- _Exercise materials_
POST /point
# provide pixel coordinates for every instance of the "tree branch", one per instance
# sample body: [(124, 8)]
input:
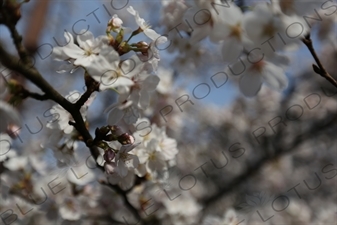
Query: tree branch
[(254, 167), (319, 68)]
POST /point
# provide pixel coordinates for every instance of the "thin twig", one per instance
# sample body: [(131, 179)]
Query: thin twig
[(258, 164), (92, 86), (319, 68)]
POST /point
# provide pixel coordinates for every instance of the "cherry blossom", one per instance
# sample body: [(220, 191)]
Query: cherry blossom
[(87, 49)]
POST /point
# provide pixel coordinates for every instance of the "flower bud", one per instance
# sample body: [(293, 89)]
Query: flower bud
[(116, 130), (126, 139), (115, 22), (109, 155), (110, 168)]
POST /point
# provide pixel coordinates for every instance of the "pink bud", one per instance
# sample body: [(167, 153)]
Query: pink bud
[(126, 139), (110, 168), (109, 156)]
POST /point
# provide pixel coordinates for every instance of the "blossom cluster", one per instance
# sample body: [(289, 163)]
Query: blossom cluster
[(253, 43), (133, 79)]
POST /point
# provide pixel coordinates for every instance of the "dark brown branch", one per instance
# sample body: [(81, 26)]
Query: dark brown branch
[(319, 68), (13, 63), (258, 164), (92, 86)]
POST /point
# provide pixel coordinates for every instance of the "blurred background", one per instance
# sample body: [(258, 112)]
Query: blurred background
[(270, 159)]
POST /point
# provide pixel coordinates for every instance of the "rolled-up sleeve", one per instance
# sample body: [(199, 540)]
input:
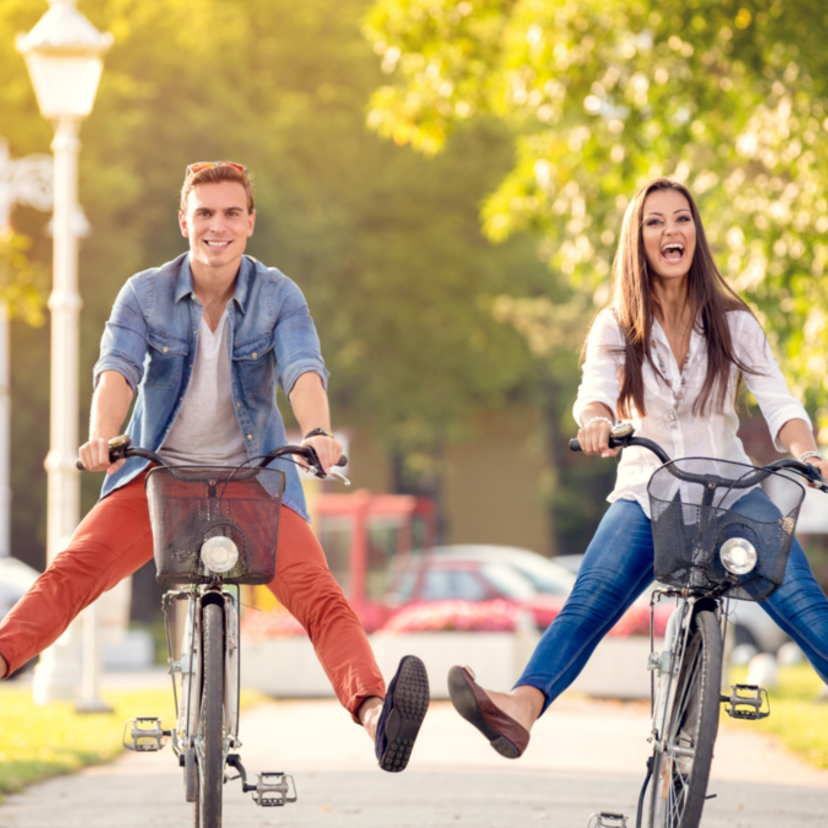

- _To do_
Retype the rows from their very first line through the line containing "[(258, 164), (92, 86), (319, 68)]", including both ends, and leave the pictures out of your copy.

- _The completed task_
POST /point
# provide pixel coordinates for every instance of the "tree branch", one per instance
# sample body: [(124, 8)]
input:
Query: tree branch
[(254, 167), (319, 68)]
POST /point
# provide pixel coordinates for every instance of the "thin twig", one per instance
# sample body: [(131, 179)]
Query: thin twig
[(258, 164), (92, 86), (319, 68)]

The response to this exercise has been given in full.